Return every line of the listing below that contains the word "water", copied in full. Case counts.

· · · · ·

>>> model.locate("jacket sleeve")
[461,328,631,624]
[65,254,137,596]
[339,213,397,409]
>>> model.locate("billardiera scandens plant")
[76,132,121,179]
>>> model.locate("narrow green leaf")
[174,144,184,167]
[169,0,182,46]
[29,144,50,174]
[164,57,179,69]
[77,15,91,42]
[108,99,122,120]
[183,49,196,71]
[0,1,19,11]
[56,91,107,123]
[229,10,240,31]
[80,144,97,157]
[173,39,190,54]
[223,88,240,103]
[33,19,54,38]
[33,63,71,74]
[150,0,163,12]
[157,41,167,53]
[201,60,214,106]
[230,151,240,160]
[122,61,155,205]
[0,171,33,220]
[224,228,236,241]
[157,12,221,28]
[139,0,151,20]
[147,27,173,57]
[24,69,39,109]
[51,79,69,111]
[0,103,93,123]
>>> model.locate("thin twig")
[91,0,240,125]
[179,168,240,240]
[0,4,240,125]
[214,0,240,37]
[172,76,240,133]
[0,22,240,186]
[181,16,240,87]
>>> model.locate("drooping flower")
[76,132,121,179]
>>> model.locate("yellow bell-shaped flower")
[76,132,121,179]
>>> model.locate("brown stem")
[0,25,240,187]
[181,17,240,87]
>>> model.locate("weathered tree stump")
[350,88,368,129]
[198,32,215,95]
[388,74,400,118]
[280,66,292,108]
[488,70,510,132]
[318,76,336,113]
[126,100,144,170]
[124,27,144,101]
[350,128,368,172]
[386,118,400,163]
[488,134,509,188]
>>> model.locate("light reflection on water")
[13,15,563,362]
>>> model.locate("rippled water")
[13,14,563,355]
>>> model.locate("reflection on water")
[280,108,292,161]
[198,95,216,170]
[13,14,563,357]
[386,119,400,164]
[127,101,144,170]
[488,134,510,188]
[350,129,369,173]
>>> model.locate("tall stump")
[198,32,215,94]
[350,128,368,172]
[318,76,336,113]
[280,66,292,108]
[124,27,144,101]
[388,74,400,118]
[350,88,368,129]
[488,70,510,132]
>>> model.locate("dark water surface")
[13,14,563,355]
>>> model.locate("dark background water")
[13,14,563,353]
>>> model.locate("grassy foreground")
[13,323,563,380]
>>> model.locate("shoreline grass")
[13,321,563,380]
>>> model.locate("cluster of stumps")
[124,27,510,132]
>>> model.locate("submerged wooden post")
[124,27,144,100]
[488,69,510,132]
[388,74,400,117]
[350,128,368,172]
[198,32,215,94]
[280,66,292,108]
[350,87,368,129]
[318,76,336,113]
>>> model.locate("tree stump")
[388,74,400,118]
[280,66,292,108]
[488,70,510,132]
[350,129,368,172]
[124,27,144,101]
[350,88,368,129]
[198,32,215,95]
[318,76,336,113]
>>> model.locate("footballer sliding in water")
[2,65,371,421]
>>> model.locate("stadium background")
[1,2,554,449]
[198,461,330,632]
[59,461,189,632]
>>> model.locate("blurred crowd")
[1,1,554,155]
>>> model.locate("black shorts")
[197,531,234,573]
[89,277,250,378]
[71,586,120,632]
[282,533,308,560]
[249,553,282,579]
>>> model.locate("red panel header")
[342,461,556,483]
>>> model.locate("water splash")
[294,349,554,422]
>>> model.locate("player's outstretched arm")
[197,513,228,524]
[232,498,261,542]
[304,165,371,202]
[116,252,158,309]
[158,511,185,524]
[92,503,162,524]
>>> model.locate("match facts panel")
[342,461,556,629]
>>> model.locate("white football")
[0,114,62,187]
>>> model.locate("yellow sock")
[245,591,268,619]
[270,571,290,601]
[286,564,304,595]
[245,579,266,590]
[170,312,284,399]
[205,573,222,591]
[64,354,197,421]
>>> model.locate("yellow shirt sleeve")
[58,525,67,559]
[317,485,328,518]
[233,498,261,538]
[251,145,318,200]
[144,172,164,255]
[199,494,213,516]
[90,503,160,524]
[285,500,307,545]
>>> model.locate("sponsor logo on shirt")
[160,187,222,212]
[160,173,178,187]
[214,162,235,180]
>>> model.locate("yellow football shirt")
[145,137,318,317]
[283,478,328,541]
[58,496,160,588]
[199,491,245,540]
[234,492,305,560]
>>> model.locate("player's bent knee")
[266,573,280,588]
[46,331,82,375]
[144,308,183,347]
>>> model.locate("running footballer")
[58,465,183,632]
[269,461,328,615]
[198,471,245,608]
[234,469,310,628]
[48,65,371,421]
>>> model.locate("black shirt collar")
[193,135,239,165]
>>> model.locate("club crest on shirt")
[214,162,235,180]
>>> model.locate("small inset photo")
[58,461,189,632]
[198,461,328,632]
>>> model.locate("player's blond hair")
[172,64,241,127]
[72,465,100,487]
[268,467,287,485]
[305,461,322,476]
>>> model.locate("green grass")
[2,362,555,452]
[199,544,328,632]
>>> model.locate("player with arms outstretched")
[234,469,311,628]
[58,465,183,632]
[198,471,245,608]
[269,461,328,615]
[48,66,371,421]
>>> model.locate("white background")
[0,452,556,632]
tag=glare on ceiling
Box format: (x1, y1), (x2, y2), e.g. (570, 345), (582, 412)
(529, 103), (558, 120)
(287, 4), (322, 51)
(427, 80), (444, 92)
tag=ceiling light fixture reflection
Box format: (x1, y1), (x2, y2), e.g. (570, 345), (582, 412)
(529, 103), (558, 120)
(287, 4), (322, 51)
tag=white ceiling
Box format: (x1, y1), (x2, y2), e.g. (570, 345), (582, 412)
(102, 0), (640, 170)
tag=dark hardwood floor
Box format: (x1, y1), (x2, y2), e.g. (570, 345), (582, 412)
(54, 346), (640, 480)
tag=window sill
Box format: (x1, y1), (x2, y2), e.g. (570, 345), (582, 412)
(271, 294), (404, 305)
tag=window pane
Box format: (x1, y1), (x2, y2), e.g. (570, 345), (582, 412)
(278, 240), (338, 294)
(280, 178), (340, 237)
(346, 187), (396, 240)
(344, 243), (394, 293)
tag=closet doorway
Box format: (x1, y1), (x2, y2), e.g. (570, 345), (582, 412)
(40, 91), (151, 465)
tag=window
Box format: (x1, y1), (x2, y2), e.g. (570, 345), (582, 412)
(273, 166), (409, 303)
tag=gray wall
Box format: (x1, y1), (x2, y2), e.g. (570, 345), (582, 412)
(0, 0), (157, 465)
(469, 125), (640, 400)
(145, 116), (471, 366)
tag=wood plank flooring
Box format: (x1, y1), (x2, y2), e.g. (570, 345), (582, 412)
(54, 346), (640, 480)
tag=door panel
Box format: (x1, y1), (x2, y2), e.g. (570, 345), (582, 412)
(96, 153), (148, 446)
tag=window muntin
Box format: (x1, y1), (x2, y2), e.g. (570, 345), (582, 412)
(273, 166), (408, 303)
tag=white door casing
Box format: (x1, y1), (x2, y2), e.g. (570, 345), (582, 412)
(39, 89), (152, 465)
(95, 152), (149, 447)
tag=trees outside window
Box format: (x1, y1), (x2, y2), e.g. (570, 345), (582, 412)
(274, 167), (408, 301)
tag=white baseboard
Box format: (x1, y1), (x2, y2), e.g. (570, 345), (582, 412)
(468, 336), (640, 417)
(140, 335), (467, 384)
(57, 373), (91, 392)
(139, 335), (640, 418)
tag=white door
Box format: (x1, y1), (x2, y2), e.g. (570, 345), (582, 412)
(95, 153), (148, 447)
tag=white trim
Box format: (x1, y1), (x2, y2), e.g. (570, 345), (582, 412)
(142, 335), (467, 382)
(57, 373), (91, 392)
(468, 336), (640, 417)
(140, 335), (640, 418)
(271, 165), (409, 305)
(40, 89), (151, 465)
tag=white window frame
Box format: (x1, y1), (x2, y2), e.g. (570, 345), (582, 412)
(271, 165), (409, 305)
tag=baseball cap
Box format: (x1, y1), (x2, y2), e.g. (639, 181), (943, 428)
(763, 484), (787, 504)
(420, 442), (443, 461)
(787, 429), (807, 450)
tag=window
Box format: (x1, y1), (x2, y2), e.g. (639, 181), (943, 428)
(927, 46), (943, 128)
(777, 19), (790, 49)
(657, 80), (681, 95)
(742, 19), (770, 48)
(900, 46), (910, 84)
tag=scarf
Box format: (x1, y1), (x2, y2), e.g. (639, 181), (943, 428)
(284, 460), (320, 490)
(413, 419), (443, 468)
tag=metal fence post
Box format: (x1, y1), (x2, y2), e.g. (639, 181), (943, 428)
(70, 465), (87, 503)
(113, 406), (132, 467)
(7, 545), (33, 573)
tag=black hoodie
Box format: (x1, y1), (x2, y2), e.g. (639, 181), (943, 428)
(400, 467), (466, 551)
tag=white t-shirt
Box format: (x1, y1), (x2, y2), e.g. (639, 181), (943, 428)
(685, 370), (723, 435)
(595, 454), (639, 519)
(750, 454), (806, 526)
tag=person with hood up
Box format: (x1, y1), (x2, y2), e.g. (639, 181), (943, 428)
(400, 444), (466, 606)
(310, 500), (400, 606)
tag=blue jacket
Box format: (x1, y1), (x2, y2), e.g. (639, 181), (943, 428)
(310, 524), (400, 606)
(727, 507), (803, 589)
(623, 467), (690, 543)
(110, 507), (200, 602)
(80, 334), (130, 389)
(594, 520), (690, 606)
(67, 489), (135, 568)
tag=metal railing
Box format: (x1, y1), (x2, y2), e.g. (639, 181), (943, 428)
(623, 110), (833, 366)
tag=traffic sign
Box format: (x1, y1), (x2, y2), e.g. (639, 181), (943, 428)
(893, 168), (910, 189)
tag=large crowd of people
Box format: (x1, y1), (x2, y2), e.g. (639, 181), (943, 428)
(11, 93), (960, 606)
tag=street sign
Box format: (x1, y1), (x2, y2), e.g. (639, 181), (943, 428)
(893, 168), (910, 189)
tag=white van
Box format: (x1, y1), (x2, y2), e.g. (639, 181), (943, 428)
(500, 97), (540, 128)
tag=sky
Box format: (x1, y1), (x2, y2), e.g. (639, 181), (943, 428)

· · · · ·

> _Exercise answer_
>>> model.locate("light reflection on water")
>>> model.locate("rippled water")
>>> model.locate("reflection on water")
>>> model.locate("dark water surface")
>>> model.locate("dark background water")
>>> model.locate("footballer sliding in water")
>>> model.locate("water splash")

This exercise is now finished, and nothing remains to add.